Task A
In the text on Experian's state of credit report, what average credit score is given, and how does it compare with earlier years?
Task B
Condense the paragraph beginning "And while the data is spliced" from the text on Experian's state of credit report into a short bulleted list that keeps its main facts.

Experian released the 10th annual state of credit report, which provides a comprehensive look at the credit performance of consumers across America by highlighting consumer credit scores and borrowing behaviors.
And while the data is spliced to show men vs. women, as well as provides commentary at the state and generational level, the overarching trend is up. Even with the next anticipated economic correction often top of mind for financial institutions, businesses and consumers alike, 2019 was a year marked by more access, more spending and decreasing delinquencies. Things are looking up.
“We are seeing a promising trend in terms of how Americans are managing their credit as we head into a new decade with average credit scores increasing two points since 2018 to 682 – the highest we’ve seen since 2011,” said Shannon Lois, Senior Vice President and Head of EAS, Analytics, Consulting & Operations for Experian Decision Analytics. “Average credit card balances and debt are up year over year, yet utilization rates remain consistent at 30 percent, indicating consumers are using credit as a financial tool and managing their debts responsibly.”

Records supplied
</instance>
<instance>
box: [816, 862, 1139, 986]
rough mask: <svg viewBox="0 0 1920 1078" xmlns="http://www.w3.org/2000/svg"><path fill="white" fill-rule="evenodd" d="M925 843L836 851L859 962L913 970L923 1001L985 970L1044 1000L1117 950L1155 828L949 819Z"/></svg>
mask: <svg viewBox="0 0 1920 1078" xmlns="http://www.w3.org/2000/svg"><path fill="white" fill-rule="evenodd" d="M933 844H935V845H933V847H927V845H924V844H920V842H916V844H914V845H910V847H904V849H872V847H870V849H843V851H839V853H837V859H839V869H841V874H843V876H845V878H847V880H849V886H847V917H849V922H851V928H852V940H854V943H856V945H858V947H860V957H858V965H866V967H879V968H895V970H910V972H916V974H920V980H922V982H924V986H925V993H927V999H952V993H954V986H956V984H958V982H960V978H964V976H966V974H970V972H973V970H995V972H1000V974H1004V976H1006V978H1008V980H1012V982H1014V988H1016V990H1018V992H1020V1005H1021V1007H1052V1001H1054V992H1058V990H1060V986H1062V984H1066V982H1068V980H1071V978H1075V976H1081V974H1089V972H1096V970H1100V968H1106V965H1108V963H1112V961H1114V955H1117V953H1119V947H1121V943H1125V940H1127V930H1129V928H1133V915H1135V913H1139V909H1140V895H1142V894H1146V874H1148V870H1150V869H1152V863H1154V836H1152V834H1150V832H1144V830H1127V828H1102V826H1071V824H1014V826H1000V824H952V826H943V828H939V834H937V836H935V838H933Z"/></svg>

Written answer A
The average credit score is 682. That is two points higher than in 2018 and the highest since 2011.

Written answer B
- The data is split by men vs. women and includes commentary at the state and generational level.
- The overall trend is upward.
- Financial institutions, businesses and consumers often worry about the next economic correction, yet 2019 brought more access, more spending and decreasing delinquencies.